▶ **PROMPT**
Rewrite every line of the records below as a numbered list, skipping any blank lines.

▶ **LISTED RECORDS**
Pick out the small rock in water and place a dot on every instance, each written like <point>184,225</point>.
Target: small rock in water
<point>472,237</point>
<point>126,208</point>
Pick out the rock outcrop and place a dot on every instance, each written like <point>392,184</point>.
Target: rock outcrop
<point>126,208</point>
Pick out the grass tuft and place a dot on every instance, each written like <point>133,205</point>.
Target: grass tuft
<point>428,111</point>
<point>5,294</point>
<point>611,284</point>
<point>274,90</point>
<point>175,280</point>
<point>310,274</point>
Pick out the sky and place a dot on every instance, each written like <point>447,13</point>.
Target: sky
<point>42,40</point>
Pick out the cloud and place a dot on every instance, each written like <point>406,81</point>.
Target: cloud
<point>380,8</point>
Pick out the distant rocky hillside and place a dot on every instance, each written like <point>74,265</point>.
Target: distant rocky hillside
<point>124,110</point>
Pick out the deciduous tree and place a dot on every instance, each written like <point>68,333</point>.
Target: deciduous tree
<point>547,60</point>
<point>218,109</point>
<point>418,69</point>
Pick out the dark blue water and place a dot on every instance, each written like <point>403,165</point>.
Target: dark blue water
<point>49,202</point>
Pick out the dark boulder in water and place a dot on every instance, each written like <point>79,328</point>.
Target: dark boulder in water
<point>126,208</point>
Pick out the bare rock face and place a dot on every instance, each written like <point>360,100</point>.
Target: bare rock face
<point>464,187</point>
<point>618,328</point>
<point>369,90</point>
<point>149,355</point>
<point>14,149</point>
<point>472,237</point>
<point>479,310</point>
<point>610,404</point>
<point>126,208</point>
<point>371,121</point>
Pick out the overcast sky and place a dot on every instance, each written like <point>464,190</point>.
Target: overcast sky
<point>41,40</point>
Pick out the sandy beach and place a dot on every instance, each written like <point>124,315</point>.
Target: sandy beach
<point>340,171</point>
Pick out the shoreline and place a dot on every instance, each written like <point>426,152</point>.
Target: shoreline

▶ **ANSWER FOR THE TASK**
1. Pick out the small rock in water and place a dot on every instance, each written like <point>184,225</point>.
2. Target: small rock in water
3. <point>472,237</point>
4. <point>126,208</point>
5. Pick out the rock outcrop and place a dot on every instance, each written like <point>392,184</point>.
6. Target: rock outcrop
7. <point>126,208</point>
8. Pick out the grass tuft and place a dot on every instance, each written like <point>133,205</point>.
9. Target: grass tuft
10. <point>428,111</point>
11. <point>5,294</point>
12. <point>611,284</point>
13. <point>274,90</point>
14. <point>175,280</point>
15. <point>310,274</point>
16. Pick out the sky and place a dot on every instance, each written like <point>447,13</point>.
17. Target: sky
18. <point>42,40</point>
19. Pick out the cloud and place a dot on every instance, each written like <point>406,81</point>.
20. Target: cloud
21. <point>380,8</point>
22. Pick out the distant rocky hillside and place a dot on every instance, each written like <point>74,265</point>.
23. Target: distant rocky hillside
24. <point>124,110</point>
25. Pick out the deciduous tree and place a dot on every instance, each written like <point>68,333</point>.
26. Target: deciduous tree
27. <point>547,60</point>
28. <point>218,109</point>
29. <point>418,69</point>
30. Pick out the dark blue water and place a dot on every instance, each written like <point>403,165</point>.
31. Target: dark blue water
32. <point>49,202</point>
33. Pick out the dark boulder in water and place a dot on every instance, each written like <point>79,328</point>.
34. Target: dark boulder in water
35. <point>126,208</point>
36. Pick out the bare rock face and place a dot on every instance, each written like <point>360,100</point>.
37. Target: bare rock face
38. <point>464,187</point>
39. <point>618,328</point>
40. <point>369,90</point>
41. <point>149,355</point>
42. <point>14,149</point>
43. <point>472,237</point>
44. <point>479,310</point>
45. <point>610,404</point>
46. <point>126,208</point>
47. <point>371,121</point>
48. Pick out the overcast sky and place a dot on every instance, each written like <point>464,190</point>.
49. Target: overcast sky
50. <point>41,40</point>
51. Pick out the sandy beach and place a dot on every instance, each written like <point>124,315</point>.
52. Target: sandy beach
53. <point>340,171</point>
54. Pick out the shoreline and place a dot on every instance, each written like <point>426,152</point>.
55. Target: shoreline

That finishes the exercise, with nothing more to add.